◆ Zadanie
Przepisz wiernie fragment analizowanego tekstu. Zacznij od miejsca ze słowami „1. Alutkuś.:) Ja”, a skończ po słowach „wilgoć czy zimnica.”.

◆ Analizowany tekst
========

Koniec z tym. Idę go reanimować. 
Zacznę od podkarmienia łasucha - została bodajże jeszcze odrobina ciemnego ciasta z jabłkami ;-)

15 komentarzy:

  1. Alutkuś.:) Ja Ci się nie dziwię ,że Ci siada optymizm. Ty się zwyczajnie o dziecię Twe pierworodne martwisz. Co tam mgła i jesienna wilgoć czy zimnica.
    Rozumiem i znam ten stan. Niby się złe myśli wypiera, radości we wszystkim możliwym szuka, ale i tak gdzieś tam w tyle głowy niepokój się zaszył.

    W podobnej sytuacji mogę tylko mocno przytulić, ciepłego buziaka wystosować i mocno kciuki trzymać ,żeby jak najszybciej wyjaśniło się, że nic złego się nie dzieje i te cholerne erytrocyty są tam gdzie nie powinny z jakiegoś błahego powodu.

    mła kochana:)

    OdpowiedzUsuń
  2. Ja też się reanimowałam na Twój sposób - ciemnego ciasta nie miałam - Pysia kupiła drożdżówki:))
    No i zdrowia dla pierworodnego! Mądra dziewczynka!! Nie czytaj wujka google, bo osiwiejesz! Ja tak weszłam na chwilę,gdy robiłam prenatalne;/Jak weszłam tak wyszłam!
    A robiłam po to,żeby moc pomóc, w razie czego, jak najszybciej!

    OdpowiedzUsuń
  3. internet - w takich przypadkach - to zły wybór.
    zamartwianie się - niestety - też. niestety - bo łatwiej powiedzieć ... ale pesymizm mamy, często udziela się rodzinie. więc:

    głowa do góry. trzeba myśleć pozytywnie :-)
    pozdrawiam serdecznie :-)

    OdpowiedzUsuń
  4. Witaj
    W Twoim stanie, to normalna zmienność nastoju. Nie martw się, minie tak jak przyszło.

========

Zapisane wpisy danych

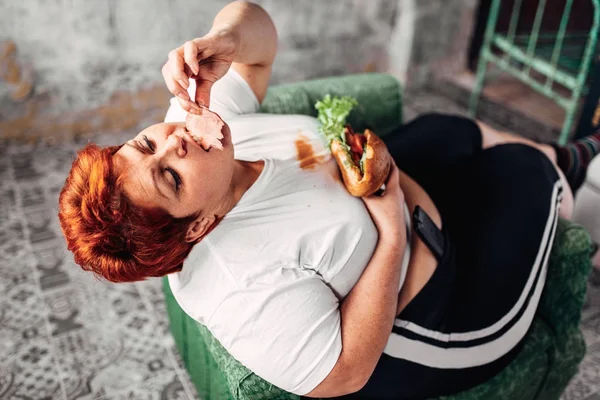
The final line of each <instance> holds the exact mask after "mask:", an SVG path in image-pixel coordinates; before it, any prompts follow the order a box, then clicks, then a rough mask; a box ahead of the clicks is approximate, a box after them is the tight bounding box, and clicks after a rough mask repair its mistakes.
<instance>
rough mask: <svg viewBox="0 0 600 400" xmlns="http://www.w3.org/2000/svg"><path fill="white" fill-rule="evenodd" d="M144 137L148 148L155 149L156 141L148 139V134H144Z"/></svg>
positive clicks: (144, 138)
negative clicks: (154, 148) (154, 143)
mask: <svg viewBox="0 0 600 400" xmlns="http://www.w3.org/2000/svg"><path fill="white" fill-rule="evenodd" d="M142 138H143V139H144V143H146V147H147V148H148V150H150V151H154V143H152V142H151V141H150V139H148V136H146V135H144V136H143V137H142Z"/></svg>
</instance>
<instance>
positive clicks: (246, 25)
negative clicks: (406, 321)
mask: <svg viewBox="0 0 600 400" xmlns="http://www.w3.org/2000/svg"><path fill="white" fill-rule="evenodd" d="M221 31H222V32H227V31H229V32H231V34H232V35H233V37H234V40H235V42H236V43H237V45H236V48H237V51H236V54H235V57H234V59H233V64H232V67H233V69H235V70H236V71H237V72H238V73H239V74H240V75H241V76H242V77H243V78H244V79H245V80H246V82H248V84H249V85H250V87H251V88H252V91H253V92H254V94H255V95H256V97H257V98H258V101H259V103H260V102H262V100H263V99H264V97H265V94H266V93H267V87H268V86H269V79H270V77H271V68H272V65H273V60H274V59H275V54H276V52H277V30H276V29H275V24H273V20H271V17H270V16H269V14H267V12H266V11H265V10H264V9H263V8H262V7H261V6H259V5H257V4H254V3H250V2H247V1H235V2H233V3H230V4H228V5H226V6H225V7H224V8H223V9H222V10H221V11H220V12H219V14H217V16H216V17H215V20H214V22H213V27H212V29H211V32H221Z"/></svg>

========

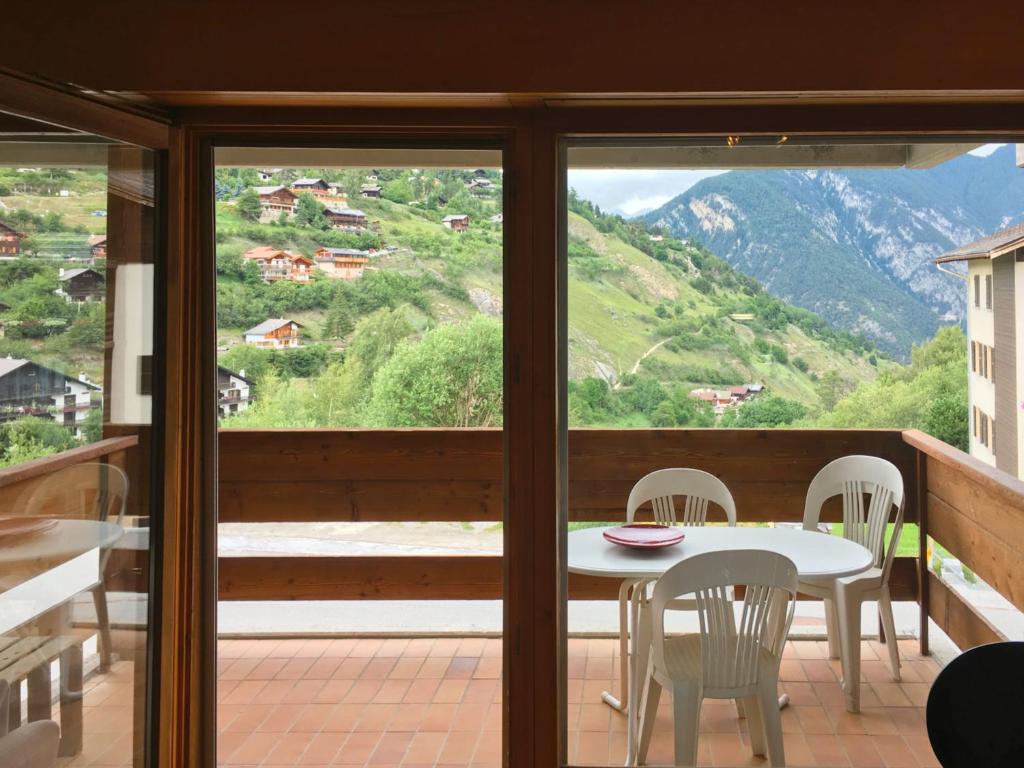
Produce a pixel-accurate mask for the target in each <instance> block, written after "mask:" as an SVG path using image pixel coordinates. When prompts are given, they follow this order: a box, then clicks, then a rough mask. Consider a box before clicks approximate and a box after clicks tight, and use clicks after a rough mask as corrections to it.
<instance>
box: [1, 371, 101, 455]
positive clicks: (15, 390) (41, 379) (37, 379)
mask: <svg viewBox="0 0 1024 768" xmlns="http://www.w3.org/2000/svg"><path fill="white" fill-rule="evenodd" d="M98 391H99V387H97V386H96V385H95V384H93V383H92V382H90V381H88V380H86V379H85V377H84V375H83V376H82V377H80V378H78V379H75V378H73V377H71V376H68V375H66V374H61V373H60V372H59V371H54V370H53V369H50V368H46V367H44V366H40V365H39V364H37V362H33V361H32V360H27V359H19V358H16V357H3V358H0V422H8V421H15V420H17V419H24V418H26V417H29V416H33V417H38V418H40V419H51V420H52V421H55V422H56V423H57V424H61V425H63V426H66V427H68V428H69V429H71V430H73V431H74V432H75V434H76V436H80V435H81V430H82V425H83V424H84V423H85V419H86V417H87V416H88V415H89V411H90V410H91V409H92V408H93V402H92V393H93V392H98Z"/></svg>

========

◆ Rozwiązanie
1. Alutkuś.:) Ja Ci się nie dziwię ,że Ci siada optymizm. Ty się zwyczajnie o dziecię Twe pierworodne martwisz. Co tam mgła i jesienna wilgoć czy zimnica.